WORK TO COMPLETE: Please rewrite as a numbered list the lines starting at the one that contains "Task: point at the burgundy" and ending with the final line, leaving out any blank lines.

## begin PROVIDED INFORMATION

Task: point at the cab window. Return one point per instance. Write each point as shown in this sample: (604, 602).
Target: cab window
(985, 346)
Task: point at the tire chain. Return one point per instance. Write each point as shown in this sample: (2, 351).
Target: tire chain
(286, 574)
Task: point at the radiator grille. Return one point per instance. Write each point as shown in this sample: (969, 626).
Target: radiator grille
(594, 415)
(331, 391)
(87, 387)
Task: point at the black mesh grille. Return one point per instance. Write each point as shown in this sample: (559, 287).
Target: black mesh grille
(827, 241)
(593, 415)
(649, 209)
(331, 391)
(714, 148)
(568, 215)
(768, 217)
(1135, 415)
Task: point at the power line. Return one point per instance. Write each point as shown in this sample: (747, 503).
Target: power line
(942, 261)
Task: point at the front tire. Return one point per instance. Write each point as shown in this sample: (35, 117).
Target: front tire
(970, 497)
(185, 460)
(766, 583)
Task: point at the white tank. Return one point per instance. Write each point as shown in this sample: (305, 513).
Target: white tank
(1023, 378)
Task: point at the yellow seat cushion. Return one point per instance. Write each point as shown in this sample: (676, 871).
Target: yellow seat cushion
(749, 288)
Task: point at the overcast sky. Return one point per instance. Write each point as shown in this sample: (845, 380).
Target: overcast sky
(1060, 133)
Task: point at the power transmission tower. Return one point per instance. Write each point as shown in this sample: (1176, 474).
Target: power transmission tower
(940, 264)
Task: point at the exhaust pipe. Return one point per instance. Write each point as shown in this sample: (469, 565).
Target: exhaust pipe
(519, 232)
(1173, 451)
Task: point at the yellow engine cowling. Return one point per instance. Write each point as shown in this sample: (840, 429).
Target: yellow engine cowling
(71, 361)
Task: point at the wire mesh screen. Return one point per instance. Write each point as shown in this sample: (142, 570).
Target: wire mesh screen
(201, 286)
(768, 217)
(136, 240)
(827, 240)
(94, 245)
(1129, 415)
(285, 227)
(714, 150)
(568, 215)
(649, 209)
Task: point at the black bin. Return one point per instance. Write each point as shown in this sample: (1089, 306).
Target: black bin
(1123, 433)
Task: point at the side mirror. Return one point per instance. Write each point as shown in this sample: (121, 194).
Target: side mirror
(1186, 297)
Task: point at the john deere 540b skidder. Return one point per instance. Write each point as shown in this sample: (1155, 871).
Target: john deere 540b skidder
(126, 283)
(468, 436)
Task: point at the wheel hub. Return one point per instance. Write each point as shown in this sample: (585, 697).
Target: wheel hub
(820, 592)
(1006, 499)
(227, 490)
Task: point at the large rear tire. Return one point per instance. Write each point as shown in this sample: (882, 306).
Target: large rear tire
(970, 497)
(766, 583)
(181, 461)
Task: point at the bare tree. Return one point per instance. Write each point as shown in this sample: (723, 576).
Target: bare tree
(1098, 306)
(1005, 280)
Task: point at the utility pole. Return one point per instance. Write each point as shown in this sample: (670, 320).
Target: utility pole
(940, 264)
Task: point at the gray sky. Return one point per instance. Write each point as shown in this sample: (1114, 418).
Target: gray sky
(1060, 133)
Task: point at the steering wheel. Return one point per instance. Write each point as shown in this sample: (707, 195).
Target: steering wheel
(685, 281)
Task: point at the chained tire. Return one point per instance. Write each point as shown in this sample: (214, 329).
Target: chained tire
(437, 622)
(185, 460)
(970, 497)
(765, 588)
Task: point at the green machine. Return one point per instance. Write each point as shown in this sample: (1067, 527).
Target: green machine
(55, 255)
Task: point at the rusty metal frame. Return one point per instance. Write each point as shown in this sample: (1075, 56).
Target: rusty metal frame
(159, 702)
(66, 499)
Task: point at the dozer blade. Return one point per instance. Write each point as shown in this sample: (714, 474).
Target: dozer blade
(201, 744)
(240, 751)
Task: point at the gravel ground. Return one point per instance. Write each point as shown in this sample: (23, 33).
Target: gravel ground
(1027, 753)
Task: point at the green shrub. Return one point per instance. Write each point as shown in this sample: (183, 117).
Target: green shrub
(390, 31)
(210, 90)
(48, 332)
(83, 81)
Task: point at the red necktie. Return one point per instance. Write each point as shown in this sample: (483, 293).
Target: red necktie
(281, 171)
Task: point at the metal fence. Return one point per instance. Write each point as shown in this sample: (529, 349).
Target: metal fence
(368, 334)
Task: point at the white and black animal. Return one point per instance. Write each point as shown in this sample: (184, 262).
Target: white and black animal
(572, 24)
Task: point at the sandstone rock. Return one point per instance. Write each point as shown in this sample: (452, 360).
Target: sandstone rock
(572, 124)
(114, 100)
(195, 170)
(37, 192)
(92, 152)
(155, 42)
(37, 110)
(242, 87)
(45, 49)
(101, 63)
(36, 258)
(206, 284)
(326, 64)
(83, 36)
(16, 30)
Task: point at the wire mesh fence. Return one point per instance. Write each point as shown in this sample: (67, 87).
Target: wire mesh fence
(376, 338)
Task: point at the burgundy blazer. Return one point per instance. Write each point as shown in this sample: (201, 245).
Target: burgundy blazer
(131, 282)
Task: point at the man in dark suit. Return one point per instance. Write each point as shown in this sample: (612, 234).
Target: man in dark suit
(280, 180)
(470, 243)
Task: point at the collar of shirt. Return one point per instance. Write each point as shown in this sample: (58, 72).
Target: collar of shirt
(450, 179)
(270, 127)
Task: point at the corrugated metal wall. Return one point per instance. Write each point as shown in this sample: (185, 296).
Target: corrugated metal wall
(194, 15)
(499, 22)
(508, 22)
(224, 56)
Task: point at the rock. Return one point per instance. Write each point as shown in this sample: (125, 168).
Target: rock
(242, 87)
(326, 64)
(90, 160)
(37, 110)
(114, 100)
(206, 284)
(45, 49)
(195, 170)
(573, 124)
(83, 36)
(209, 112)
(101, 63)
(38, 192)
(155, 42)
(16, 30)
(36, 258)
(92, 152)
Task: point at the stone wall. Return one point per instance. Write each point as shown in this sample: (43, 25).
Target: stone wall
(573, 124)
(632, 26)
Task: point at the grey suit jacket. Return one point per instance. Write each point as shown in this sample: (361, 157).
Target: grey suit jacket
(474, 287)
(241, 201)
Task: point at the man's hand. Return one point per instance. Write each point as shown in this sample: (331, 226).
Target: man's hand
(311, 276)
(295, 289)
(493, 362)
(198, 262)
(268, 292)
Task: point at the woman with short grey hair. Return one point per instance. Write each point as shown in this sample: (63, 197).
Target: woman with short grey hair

## end PROVIDED INFORMATION

EXERCISE ANSWER:
1. Task: point at the burgundy blazer. Return one point per instance. Write each point as shown in this sample: (201, 245).
2. Target: burgundy blazer
3. (131, 282)
4. Task: point at the man in dark suit. Return one point per instance. Write each point as shown in this sample: (612, 234).
5. Target: man in dark suit
6. (280, 180)
7. (470, 243)
8. Task: point at the collar of shirt. Return one point per instance. Write each point as shown in this sample: (58, 72).
9. Target: collar of shirt
10. (450, 179)
11. (270, 127)
12. Task: point at the corrugated metal wall. Return one point per instance. Write each point as shown in this sample: (185, 296).
13. Target: corrugated metal wall
14. (194, 15)
15. (499, 22)
16. (508, 22)
17. (224, 56)
18. Task: point at the rock. Return one point per instance. Write each point as shown in this sample: (125, 168).
19. Target: rock
20. (242, 87)
21. (326, 64)
22. (90, 160)
23. (37, 110)
24. (114, 100)
25. (206, 284)
26. (45, 49)
27. (195, 170)
28. (573, 124)
29. (83, 36)
30. (209, 112)
31. (101, 63)
32. (38, 192)
33. (155, 42)
34. (16, 30)
35. (36, 258)
36. (92, 152)
37. Task: point at the stone wall. Return one point per instance. Write each point as shown in this sample: (43, 25).
38. Target: stone wall
39. (573, 124)
40. (632, 26)
41. Task: point at the grey suit jacket. Return one point per instance. Write each point as shown in this sample: (361, 157).
42. Target: grey suit jacket
43. (474, 287)
44. (241, 201)
45. Task: point at the man's hand. Return one point per instance. Write each point as shown in this sample: (331, 226).
46. Target: man's hand
47. (311, 276)
48. (295, 289)
49. (493, 362)
50. (198, 262)
51. (268, 292)
52. Task: point at the woman with short grey hair. Return one point per instance. Write each point as shown in this sample: (63, 197).
53. Target: woman with short grey hair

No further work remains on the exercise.